TASK PROMPT:
Gather every line of the data below that contains the string "suit", treating uppercase and lowercase as different.

Bounding box labeling entries
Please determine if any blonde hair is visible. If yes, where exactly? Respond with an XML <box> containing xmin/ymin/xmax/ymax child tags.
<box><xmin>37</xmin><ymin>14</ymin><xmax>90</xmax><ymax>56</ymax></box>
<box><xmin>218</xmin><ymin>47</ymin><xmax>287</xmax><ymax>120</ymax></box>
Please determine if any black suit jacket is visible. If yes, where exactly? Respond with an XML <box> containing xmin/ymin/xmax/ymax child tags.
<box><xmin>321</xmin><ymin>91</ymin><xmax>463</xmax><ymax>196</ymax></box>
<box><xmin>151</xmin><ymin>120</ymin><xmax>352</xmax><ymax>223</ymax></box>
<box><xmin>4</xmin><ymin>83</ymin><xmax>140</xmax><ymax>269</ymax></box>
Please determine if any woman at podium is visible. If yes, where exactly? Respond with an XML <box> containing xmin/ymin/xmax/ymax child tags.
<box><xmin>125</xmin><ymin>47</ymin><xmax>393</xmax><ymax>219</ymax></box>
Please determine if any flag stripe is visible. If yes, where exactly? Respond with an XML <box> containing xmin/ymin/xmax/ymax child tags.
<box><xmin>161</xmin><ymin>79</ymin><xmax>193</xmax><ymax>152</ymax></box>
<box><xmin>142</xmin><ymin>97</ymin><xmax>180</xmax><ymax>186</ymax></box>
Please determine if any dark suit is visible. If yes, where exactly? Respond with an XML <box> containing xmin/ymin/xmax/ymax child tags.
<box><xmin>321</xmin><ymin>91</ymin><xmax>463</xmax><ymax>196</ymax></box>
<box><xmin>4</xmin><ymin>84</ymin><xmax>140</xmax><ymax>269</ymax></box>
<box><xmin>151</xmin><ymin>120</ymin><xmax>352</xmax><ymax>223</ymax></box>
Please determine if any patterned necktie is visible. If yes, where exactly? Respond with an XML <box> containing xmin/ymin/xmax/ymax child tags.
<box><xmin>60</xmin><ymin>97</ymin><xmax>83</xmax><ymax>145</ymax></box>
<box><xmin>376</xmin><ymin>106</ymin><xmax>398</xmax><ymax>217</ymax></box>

--

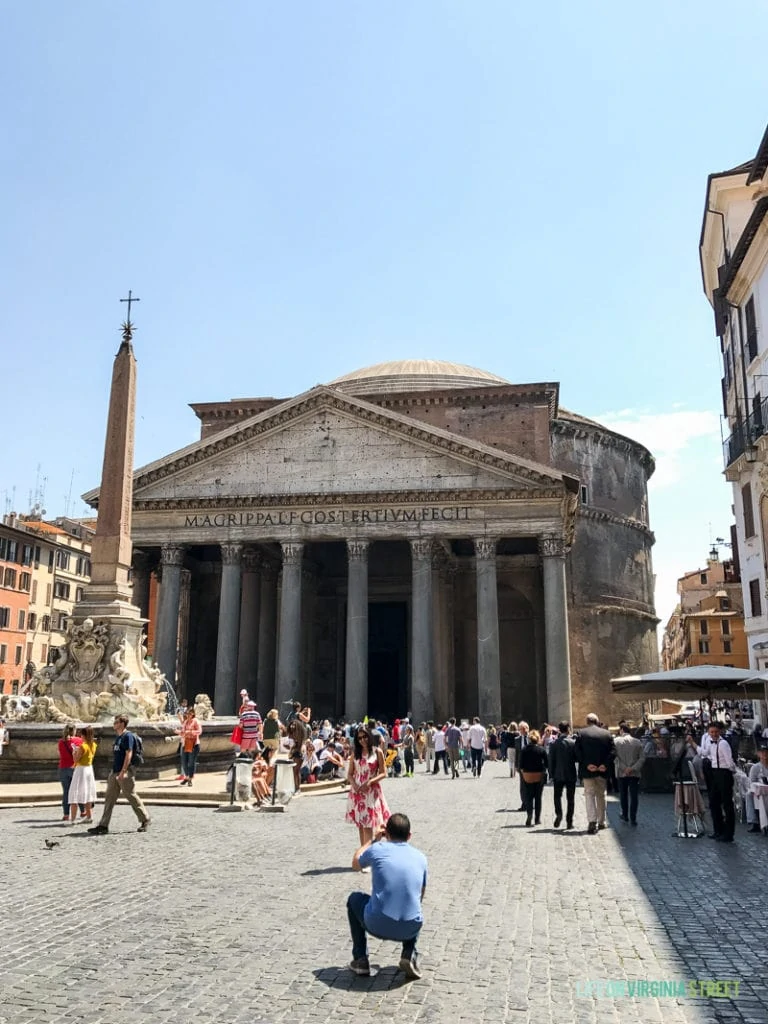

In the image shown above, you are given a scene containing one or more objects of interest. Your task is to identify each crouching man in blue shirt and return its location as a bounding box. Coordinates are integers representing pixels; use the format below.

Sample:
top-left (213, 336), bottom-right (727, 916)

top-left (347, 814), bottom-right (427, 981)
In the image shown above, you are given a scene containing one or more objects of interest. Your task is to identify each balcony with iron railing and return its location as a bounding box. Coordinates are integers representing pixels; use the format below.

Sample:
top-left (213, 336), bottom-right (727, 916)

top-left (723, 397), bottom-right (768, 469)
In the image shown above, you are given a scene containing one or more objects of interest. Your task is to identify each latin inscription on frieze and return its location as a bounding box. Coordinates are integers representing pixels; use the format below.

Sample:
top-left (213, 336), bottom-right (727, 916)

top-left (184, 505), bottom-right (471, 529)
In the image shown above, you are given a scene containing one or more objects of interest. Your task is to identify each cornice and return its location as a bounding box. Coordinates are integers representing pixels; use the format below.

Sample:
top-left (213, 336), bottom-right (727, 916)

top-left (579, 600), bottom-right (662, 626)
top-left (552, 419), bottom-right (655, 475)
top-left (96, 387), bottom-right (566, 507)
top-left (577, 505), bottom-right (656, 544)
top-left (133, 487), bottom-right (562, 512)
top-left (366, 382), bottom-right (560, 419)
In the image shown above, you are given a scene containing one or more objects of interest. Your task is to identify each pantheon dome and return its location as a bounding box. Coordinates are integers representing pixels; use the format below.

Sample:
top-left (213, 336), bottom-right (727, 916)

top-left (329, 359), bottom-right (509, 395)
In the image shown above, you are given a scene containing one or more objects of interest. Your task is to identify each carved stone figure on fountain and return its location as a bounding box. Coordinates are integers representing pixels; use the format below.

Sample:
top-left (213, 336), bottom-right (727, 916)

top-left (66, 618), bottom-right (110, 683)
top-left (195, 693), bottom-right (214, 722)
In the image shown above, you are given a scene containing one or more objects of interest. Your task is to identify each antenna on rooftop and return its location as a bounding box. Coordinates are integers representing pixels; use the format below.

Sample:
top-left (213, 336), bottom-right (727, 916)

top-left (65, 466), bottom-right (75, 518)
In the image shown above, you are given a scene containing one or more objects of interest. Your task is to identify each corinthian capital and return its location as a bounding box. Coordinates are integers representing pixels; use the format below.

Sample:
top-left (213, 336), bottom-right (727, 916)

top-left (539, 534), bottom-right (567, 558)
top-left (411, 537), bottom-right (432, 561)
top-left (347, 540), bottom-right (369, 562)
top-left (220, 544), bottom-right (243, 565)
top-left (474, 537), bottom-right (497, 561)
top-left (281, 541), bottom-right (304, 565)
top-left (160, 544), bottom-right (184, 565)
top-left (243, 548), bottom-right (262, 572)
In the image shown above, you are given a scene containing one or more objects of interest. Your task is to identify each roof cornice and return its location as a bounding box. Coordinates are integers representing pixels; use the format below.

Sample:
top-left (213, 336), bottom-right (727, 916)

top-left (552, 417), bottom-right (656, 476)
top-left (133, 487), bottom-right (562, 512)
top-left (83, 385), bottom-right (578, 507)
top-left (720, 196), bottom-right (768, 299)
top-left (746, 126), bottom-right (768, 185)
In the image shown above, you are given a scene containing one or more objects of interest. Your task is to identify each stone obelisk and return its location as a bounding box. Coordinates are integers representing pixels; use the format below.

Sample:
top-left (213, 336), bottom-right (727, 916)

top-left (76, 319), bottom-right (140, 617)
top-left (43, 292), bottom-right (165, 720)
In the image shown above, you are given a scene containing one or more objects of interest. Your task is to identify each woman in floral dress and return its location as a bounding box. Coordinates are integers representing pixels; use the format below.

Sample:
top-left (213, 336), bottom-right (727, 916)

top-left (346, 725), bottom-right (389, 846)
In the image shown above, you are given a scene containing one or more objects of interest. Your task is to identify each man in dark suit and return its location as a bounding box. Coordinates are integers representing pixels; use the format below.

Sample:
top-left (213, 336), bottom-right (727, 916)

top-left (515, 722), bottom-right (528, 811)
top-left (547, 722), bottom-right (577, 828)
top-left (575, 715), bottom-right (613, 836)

* * *

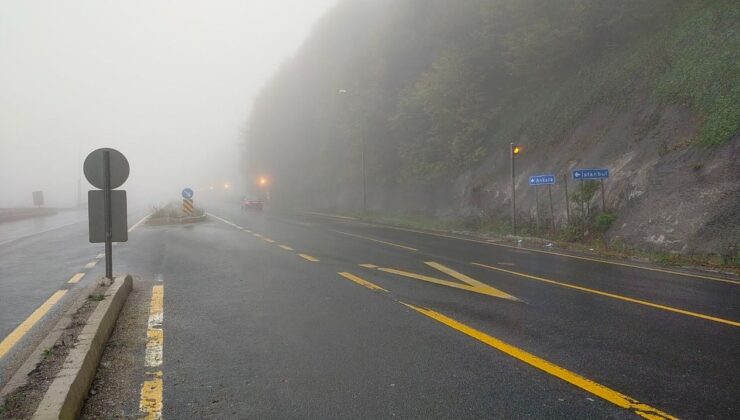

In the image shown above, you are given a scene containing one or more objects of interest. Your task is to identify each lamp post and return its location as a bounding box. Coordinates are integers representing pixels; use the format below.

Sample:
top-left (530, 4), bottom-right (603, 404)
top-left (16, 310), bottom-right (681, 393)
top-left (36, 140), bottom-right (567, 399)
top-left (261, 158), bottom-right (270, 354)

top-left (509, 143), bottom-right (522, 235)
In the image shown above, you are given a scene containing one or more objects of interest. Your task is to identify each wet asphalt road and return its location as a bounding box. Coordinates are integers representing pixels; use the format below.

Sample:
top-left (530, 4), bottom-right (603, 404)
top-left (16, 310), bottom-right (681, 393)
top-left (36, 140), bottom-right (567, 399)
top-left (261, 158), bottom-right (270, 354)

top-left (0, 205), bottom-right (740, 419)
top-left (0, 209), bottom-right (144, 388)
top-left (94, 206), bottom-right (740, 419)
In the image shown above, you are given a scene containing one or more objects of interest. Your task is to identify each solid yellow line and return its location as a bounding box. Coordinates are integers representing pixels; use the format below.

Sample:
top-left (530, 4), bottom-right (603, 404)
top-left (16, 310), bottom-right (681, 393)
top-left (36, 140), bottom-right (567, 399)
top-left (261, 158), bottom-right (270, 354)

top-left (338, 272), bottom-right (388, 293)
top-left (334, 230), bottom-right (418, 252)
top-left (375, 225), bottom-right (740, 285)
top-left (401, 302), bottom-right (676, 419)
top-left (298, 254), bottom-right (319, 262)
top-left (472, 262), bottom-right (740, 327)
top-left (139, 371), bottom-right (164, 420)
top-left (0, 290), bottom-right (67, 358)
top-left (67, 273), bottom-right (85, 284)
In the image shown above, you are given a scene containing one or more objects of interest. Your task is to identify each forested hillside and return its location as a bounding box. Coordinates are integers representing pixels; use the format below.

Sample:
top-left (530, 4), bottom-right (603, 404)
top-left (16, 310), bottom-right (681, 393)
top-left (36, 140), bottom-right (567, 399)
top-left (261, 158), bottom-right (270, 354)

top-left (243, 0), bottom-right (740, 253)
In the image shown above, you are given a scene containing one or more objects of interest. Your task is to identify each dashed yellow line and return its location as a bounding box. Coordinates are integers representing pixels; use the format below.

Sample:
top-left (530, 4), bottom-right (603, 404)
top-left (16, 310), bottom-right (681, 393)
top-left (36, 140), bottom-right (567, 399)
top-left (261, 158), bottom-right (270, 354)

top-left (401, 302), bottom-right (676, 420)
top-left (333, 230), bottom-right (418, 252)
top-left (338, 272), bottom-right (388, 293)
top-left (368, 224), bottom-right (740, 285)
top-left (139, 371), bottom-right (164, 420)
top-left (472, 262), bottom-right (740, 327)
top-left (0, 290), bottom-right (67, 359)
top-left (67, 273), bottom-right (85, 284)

FINISHED EXERCISE:
Please determine if any black suit jacket is visible. If yes, where exactly? Respond with an XML <box> containing xmin/ymin/xmax/ymax child tags.
Please determine if any dark suit is visible. If yes, where exactly? Respond with an XML <box> containing xmin/ymin/xmax/ymax child tags.
In the image shown above, you are given a scene containing one or more objects of interest. Your task is to identify each man in dark suit and return its location as a bounding box. Coordinates are integers representing pixels; use the format below.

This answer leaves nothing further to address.